> **SET TASK 1**: In the listing, change "entity" to "object". Start at the beginning of the listing and continue through the line with "[0,0,359,363]", leaving everything else unchanged and omitting the pictures.

> **TEXT TO READ**:
——

Huxley: What you know about Lars Jorgensen?
Abby: I know he has a hell of a lot of stolen art.
Huxley: He's done a lot worse than that. He started as a banker who was legit but he began putting his money onto terror groups. Bankrolling attacks around the world and shortening irrelevant stocks to making a fortune. He doesn't care how many people die, just how much ends up on his bank account. Remember the New Zealand plane that went down? 183 people dead, airline stock plummeted, just like those poor souls, and guess who made a fortune shorting that stock?
~ Huxley may be a tightass jerk but he wasn't wrong about just how incredibly ruthless and apathetic Lars Jorgensen can be and how he perfectly embodies the worst aspects of Greed.

It has been over nearly a month since the new release of, yet again, another Kevin Hart movie. However, this one turned out to be a lot more different than most of the good ol' funny man's movies and this wouldn't exactly be the first time he's done this. Take Fatherhood for example, that sh-t was superb emotional and realistic, huge recommendation btw.

So this particular film is one of them heist ones and a number of people weren't a tad happy about the whole premise, gonna have to disagree with them. Sure, not much of a strong story but at least it knows when the tone becomes appropriately serious and the pace starts on getting to the point. Kevin Hart was really at his finest in this film and a lot of us tend to take his acting for granted, especially when he's not in some sort of comedic schtick. But for me, this film turned out decently good, ngl. Then again, by serious I mean they even managed to give us a game-changing villain that normally didn't suit the kind of film Hart had rolled in.

——

Entries taken from a collection
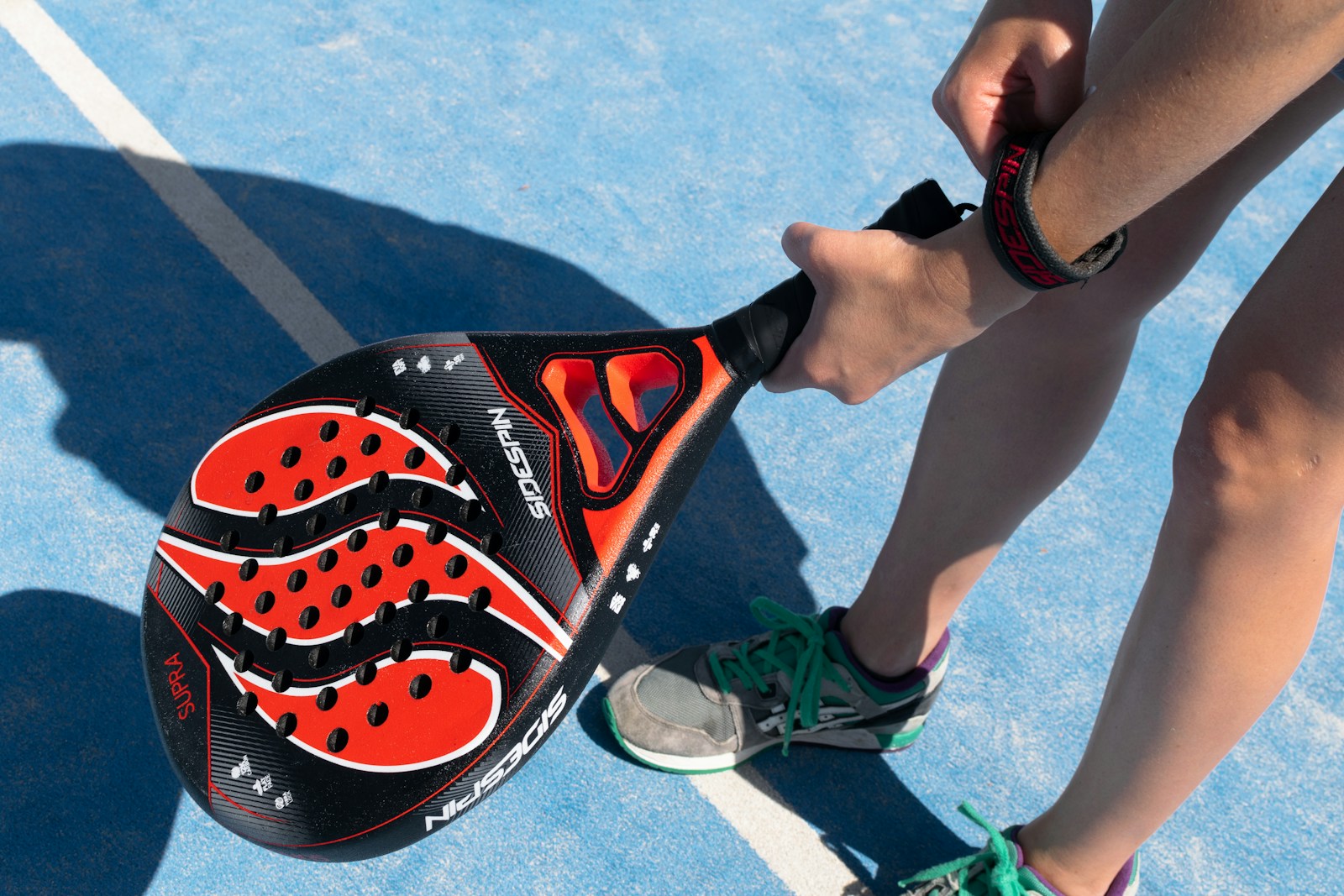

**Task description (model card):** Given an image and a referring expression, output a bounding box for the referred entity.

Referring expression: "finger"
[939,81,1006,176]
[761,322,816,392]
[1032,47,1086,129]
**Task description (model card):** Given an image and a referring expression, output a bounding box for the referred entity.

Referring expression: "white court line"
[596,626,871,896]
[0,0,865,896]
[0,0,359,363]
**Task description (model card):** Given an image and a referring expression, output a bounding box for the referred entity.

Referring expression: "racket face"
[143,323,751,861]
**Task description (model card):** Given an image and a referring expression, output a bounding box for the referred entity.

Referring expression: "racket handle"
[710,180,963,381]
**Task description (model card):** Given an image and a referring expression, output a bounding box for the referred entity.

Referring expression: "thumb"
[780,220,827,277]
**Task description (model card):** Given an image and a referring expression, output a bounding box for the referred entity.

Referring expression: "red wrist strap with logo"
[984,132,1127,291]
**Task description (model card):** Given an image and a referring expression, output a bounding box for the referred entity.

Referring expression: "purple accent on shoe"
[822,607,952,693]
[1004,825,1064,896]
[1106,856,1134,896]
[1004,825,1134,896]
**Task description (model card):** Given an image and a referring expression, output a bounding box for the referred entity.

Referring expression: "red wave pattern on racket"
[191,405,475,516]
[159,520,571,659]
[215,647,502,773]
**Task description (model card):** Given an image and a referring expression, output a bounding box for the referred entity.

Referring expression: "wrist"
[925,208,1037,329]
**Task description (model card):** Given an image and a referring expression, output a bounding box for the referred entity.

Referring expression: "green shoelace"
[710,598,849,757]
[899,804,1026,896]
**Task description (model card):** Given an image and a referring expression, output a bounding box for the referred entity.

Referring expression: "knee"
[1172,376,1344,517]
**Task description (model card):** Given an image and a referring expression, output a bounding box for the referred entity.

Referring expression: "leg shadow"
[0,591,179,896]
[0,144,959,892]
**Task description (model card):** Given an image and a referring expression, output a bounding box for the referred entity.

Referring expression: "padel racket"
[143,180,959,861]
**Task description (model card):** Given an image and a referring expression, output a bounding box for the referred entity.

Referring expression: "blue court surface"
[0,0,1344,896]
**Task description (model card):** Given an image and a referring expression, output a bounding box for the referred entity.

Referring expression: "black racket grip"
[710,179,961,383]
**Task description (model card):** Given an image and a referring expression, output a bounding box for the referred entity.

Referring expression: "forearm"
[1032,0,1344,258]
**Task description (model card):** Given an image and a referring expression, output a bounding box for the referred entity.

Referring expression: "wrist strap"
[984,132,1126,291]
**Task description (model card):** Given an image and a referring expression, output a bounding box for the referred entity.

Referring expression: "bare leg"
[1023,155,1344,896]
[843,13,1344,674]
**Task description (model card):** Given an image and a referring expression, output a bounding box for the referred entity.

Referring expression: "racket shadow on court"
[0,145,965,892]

——

> **SET TASK 2**: Retype the passage from the movie review, starting with "Abby: I know" and going on through "aspects of Greed.".

> **WRITTEN RESPONSE 1**:
**Task description (model card):** Given an image and a referring expression, output a bounding box for the referred object.

Referring expression: "finger"
[939,81,1006,176]
[761,322,816,392]
[1032,47,1086,129]
**Task description (model card):** Given an image and a referring expression, output a bounding box for the referred object.

Referring expression: "white court line"
[596,626,871,896]
[0,0,865,896]
[0,0,359,363]

> **WRITTEN RESPONSE 2**:
Abby: I know he has a hell of a lot of stolen art.
Huxley: He's done a lot worse than that. He started as a banker who was legit but he began putting his money onto terror groups. Bankrolling attacks around the world and shortening irrelevant stocks to making a fortune. He doesn't care how many people die, just how much ends up on his bank account. Remember the New Zealand plane that went down? 183 people dead, airline stock plummeted, just like those poor souls, and guess who made a fortune shorting that stock?
~ Huxley may be a tightass jerk but he wasn't wrong about just how incredibly ruthless and apathetic Lars Jorgensen can be and how he perfectly embodies the worst aspects of Greed.